Glutamate Excitotoxicity

Our company was founded upon evidence that a very well established cell toxic pathway, glutamate excitotoxicity, can be controlled through the use of small molecule drugs. Glutamate is the predominant excitatory amino acid neurotransmitter in the mammalian central nervous system. Under normal conditions the function of glutamate is to tightly control the communication of information between neurons. However, it has been known for over 40 years that high glutamate exposure triggers central neuronal death, a process known as excitotoxicity.

An understanding of excitotoxicity requires emphasis to be placed on the extracellular concentrations of glutamate since it is this pool that can be toxic to susceptible neurons through activation of glutamate receptors. The intracellular concentrations of glutamate (5-10 mM) is normally 10,000-fold greater than the extracellular concentrations (<1-10 µM). Perturbations of this ratio can be toxic to neurons. Unlike many other neurotransmitters, there is no evidence that glutamate is metabolized extracellularly. Instead, it is cleared from the extracellular space by transport into neurons and astrocytes. This is the job of the glutamate transporters.

Based on the knowledge that excess synaptic glutamate is neurotoxic, numerous attempts have been made to block glutamate receptors during disease in order to prevent the triggering of cell death pathways. While glutamate receptor antagonists demonstrated early efficacy in modulating the glutamate pathway, they also demonstrated significant toxicity.

An alternative approach to blocking glutamate receptors is to decrease the levels of glutamate in the extracellular space. Indeed, both academic and pharmaceutical studies indicate that decreasing glutamate levels in the extracellular space can prevent neuronal degeneration. Based on this hypothesis Ruxton chose a novel target in the glutamate pathway, the glutamate transporter.
========================================
Exercise requirements =>
Condense the paragraph of the glutamate excitotoxicity text that begins "An understanding of excitotoxicity" into a short bulleted list that keeps its main facts.
========================================
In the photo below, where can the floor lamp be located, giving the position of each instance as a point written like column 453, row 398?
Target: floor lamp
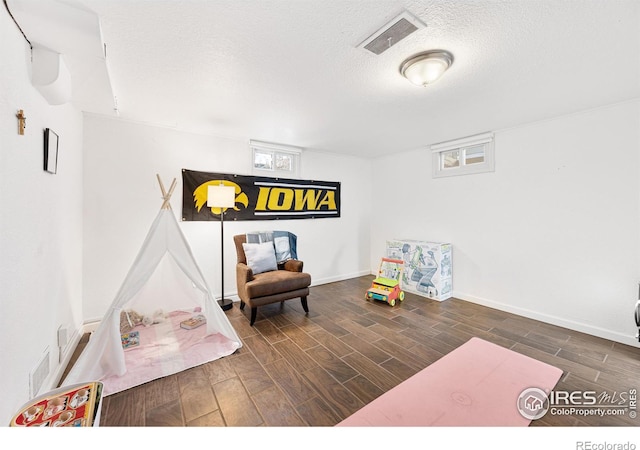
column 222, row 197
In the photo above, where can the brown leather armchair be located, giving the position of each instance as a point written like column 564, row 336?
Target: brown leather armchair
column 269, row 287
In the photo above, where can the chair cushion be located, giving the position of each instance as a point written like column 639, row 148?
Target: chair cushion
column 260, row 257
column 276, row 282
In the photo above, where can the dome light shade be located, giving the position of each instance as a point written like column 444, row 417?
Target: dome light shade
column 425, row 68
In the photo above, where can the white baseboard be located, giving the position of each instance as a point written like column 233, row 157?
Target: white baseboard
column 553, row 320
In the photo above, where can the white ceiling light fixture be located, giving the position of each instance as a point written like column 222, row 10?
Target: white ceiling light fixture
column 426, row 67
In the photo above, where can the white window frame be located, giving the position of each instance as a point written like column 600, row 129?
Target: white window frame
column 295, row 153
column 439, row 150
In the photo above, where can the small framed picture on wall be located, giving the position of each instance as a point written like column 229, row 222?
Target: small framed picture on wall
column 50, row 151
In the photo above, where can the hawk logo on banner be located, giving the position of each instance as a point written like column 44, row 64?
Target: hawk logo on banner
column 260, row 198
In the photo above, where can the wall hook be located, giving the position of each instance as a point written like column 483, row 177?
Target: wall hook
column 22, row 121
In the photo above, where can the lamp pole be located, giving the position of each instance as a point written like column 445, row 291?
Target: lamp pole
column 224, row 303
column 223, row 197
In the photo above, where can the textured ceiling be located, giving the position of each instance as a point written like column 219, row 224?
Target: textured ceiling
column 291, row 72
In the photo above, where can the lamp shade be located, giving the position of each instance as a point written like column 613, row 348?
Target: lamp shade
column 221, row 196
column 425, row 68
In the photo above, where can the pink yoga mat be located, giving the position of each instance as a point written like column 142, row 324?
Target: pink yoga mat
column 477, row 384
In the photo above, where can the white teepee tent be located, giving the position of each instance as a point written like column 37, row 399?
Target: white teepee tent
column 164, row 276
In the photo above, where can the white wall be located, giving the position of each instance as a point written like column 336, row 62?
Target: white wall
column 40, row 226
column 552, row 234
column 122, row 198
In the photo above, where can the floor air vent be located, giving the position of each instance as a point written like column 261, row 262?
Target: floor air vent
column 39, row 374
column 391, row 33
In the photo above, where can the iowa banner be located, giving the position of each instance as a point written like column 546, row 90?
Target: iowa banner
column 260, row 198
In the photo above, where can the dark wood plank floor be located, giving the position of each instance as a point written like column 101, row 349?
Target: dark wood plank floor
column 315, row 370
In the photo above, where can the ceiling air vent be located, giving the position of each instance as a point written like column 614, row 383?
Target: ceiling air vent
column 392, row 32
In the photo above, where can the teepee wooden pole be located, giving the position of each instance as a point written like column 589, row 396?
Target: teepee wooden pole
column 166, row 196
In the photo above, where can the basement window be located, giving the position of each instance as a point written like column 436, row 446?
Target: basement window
========================================
Reply =>
- Excitotoxicity depends on extracellular glutamate, which can harm susceptible neurons by activating glutamate receptors.
- Intracellular glutamate (5-10 mM) is normally 10,000-fold higher than extracellular glutamate (<1-10 µM), and disturbing this ratio can be toxic to neurons.
- Unlike many other neurotransmitters, glutamate shows no evidence of extracellular metabolism.
- Instead, glutamate transporters clear it from the extracellular space by moving it into neurons and astrocytes.